- _Problem A_
Answer these from the text on telemetry nursing, one answer per line, marked (i), (ii), (iii) to match:
(i) How long are the rotational shifts that telemetry nurses typically work?
(ii) Which areas does the text list as specialty training and certifications for advancing in the field?
(iii) Which degree does the text say some employers only require?
- _Problem B_
Please carry the text on telemetry nursing forward from its last sentence, continuing in the same voice.

- _Quoted passage_
───

Overview of the Telemetry Nurse Job
A telemetry nurse is responsible for using specialized equipment with the goal of monitoring, recording and interpreting data concerning a patient’s vital signs. Additionally, telemetry nursing involves providing basic patient care, educating patients about their condition, and administering medications. Clients may include those with special needs, ongoing health conditions, and those just out of emergency care or surgery.
Advanced medical knowledge and strong interpersonal skills are essential for telemetry nurses as they typically deal with several patients throughout each shift. Telemetry nurses can work in a variety of environments including hospitals, clinics, research facilities, hospice facilities, childcare environments and many others. Advancements can be made within the field by pursuing specialty training and certifications, such as cardiac telemetry, monitoring sleep disorders or neurological issues.
Work Environment and Job Duties
A telemetry nurse works primarily with at-risk patients who require constant or periodic monitoring of their heart rate, breathing, blood pressure, and other vital signs. Patients who require telemetry services have often suffered from a heart attack, stroke or other major issues, and a telemetry nurse often helps doctors determine proper treatment methods based on monitoring results.
Additionally, these specialists are qualified to assist doctors with procedures, provide general patient care, and handle and emergencies that arise. It often falls to these nurses to provide patient education about ways to avoid future health problems or relapses in their condition. Staff members will typically work in 12-hour rotational shifts, and hospitals staff telemetry nurses 24/7, including holidays and weekends, so long hours and on-call shifts are to be expected.
To become a telemetry nurse, one should have a nursing degree and the ability to work quickly, yet compassionately with a variety of patients. Many regions require a bachelor’s degree in nursing and most employers prefer staff to have one, but some only require an associate of Science in Nursing.

───

- _Extracted records_
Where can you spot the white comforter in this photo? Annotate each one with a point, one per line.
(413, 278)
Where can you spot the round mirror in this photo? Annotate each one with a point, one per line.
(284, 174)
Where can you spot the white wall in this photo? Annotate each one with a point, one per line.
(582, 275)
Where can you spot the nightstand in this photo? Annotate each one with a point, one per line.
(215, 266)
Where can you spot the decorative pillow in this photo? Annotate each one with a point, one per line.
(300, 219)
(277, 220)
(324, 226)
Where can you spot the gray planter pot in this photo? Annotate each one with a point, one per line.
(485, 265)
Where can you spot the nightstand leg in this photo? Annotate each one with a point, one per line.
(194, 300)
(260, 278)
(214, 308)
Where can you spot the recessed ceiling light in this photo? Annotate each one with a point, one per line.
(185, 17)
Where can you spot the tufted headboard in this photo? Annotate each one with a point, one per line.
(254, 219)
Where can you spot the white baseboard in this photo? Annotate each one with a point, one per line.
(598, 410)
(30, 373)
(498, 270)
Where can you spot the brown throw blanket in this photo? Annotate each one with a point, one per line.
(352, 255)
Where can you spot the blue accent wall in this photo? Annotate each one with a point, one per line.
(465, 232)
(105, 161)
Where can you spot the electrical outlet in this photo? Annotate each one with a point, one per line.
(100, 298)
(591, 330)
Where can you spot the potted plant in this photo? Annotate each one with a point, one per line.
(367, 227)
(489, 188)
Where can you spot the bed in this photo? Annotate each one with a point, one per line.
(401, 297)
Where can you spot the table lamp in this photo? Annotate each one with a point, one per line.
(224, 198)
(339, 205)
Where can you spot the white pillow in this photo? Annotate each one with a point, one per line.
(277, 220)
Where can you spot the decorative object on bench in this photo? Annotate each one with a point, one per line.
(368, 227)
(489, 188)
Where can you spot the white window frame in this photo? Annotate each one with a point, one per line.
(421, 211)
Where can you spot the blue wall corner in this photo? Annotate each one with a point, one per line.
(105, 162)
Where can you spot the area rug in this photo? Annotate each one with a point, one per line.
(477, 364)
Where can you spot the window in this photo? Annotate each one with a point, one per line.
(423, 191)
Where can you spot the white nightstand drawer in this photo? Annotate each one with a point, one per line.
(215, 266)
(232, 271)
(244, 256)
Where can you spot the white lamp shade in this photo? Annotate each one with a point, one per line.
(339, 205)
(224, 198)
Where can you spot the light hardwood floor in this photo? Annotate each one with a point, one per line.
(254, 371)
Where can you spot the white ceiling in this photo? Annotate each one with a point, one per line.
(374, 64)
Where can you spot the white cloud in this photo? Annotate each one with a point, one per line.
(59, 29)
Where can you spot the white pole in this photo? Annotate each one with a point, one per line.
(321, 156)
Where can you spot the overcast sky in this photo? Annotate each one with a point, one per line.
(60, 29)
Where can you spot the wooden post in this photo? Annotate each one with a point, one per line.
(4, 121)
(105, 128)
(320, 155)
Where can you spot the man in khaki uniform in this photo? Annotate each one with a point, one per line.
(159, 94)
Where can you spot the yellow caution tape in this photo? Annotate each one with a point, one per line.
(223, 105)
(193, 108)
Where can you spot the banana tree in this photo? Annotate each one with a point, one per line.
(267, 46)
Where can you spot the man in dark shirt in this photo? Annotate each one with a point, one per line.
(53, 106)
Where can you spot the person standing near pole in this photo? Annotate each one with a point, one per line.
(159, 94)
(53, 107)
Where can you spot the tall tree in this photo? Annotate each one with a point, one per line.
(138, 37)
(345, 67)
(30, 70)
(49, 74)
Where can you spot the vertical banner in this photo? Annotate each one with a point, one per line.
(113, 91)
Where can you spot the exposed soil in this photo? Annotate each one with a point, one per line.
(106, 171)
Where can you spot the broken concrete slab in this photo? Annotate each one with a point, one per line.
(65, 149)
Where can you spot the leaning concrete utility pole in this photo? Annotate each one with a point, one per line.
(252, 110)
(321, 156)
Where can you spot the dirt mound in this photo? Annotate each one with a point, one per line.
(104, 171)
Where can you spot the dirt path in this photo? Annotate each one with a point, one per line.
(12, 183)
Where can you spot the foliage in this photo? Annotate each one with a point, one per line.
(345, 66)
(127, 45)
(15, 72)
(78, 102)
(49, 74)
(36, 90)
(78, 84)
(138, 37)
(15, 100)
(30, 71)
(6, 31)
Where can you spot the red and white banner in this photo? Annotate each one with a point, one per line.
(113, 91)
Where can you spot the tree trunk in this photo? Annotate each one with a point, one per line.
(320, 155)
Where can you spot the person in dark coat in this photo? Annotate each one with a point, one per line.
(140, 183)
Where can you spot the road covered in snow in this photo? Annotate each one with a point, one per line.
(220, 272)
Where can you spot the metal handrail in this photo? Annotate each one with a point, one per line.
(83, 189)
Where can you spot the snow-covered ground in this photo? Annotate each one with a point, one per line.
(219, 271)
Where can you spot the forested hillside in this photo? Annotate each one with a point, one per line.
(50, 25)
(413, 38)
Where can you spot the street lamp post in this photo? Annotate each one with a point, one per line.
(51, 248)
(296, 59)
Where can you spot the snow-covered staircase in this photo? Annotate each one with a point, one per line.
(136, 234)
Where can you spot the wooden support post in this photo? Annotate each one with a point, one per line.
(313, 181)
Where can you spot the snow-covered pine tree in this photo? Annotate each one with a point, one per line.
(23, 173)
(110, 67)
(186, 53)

───

- _Response A_
(i) 12 hours
(ii) Cardiac telemetry, monitoring sleep disorders, and neurological issues
(iii) An associate of Science in Nursing

- _Response B_
Post obtaining a degree, one must pass the NCLEX-RN, or National Council Licensure Examination. Passage of the Progressive Care Nurse certification examination is also required to become a PCCN, which is a formal title for a telemetry nurse.
Earning additional certifications in a specialty qualifies nurses in telemetry the opportunity to further their career and enhance salary. These include:
Salary and Career Outlook
The U.S. Bureau of Labor Statistics Occupational Outlook Handbook projects an excellent outlook for all RN’s including telemetry nursing positions with the job market expected to increase much more rapidly than other careers through 2018. Nurses can enhance their desirability and salary requirements by earning a Master’s degree or attaining telemetry clinical nurse manger certifications.
The average earnings for this position nationwide is between $48,440 and $55,430 as of 2010, but those in management positions report earning as much as $110,000 annually. Those working within state and government institutions, particularly those in heavily populated urban environments, often enjoy higher pay. Salary is often negotiable for those with several years of experience, higher education, and certifications in one of more specialties. Health benefits are typically offered to full time employees, but such benefits will depend on the chosen workplace of a telemetry nurse.